Каждый восставший против этих правил человек — ведь, собственно, в потенции очень силен. Он несет в себе искру правды. А ну как из этой именно искры вспыхнет вселенский пожар? Сгорая в нем, директор увидит, что действительно обидно и глупо сгибал он себя всю жизнь в бараний рог. Что ошибся! И он молится, чтоб искры гасли. Сам их топчет. Он видит тогда, как он прав, мудр, силен со своим, по-видимому, единственно правильным принципом циничного отношения к действительности…
«А мне, — мог бы сказать он, — думаете, самому не жаль, что так двулично приходится жить? Может, я вижу кошмарность такого положения в сотни раз лучше, чем вы. Может, глубокое горе мое куда больше вашего! Но — такова жизнь. Вы высекаете искры правды? — ну так и гибните. Я горбатый, рою носом землю? Ладно, но я живу и даже, если судить по практичным общепринятым меркам, не так уж плохо живу».
Я думаю, директор был рад, пусть даже невесело, но рад посрамлению выскочки с его правдой, лишнему подтверждению своих циничных принципов — и потом он даже как-то симпатизировал этому литератору, хотя тот роман и зарубил, но зарубить предполагалось и раньше, безотносительно к инциденту, зато следующие книжки у литератора брали. Стригли как хотели — в общем, все как всегда. А директор много раз показывал покаянное письмо — особенно участникам того новоселья, и, невесело усмехаясь (отдадим должное: невесело!), читал из него некоторые выдержки. Он долго носил его в левом боковом кармане, в бумажнике, вместе с деньгами и партийным билетом. Ценил, видимо, как документ двойного литераторского бытия.

**ОПИСАНИЕ ЗАДАЧИ**
Продолжите отрывок о директоре и покаянном письме литератора, начав сразу после его последнего предложения. Данные — самостоятельный материал, отдельный от фрагмента выше.

**ИСХОДНЫЕ ДАННЫЕ**
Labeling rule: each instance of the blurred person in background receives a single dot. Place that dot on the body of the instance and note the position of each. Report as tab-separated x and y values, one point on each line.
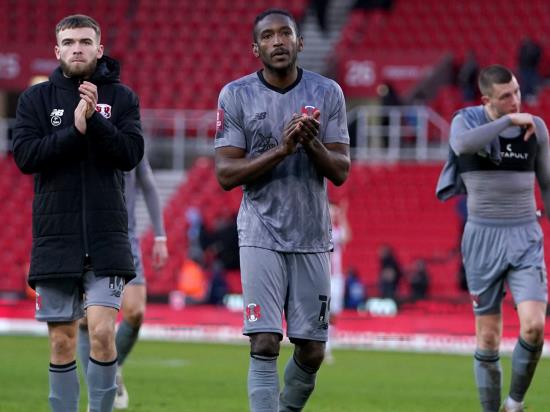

**ОТВЕТ**
В книге Надежды Мандельштам «Воспоминания» в главе «Золотые правила» вдова великого поэта, замученного в сталинских лагерях, пишет следующие довольно горькие слова:
Двойное бытие — абсолютный факт нашей эпохи, и никто его не избежал… Все мы народ терпеливый, и у нас есть золотое правило: если на тебя наседают, ни в коем случае не упрямься — голосуй, подписывайся под любым воззванием, покупай облигации и отвечай стукачам на все вопросы, чтобы они могли отчитаться перед своим начальством, иначе «затаскают», как говорят в народе, и своего все равно добьются.
Двуличность, двуликость — обязательное условие, навязываемое любому думающему человеку в СССР. Если, конечно, он не хочет иметь осложнений. У Оруэлла в романе «1984» это называется «двоемыслием» и определяется так:
Все, что от вас требуется, — это побеждать и побеждать без конца собственную память… Знать и не знать, сознавать всю правду и в то же время говорить тщательно сочиненную ложь; придерживаться одновременно двух мнений, исключающих друг друга… забывать все, что необходимо забыть, затем, когда это требуется, восстанавливать забытое в памяти и снова моментально забывать и, наконец, — как высшее искусство — применять этот процесс к самому процессу, то есть сознательно усыплять сознание и следом за тем уметь заставить себя забыть акт самогипноза, который вы только что совершили.
Вопрос двоемыслия, сознательной вынужденной двуликости советского человека — очень большой; боюсь, мы не в состоянии сейчас определить весь размер последствий господства «двоемыслия» в нашей стране на протяжении многих десятилетий. К этому я хочу вернуться еще не раз в следующих беседах.
15 марта 1975 г.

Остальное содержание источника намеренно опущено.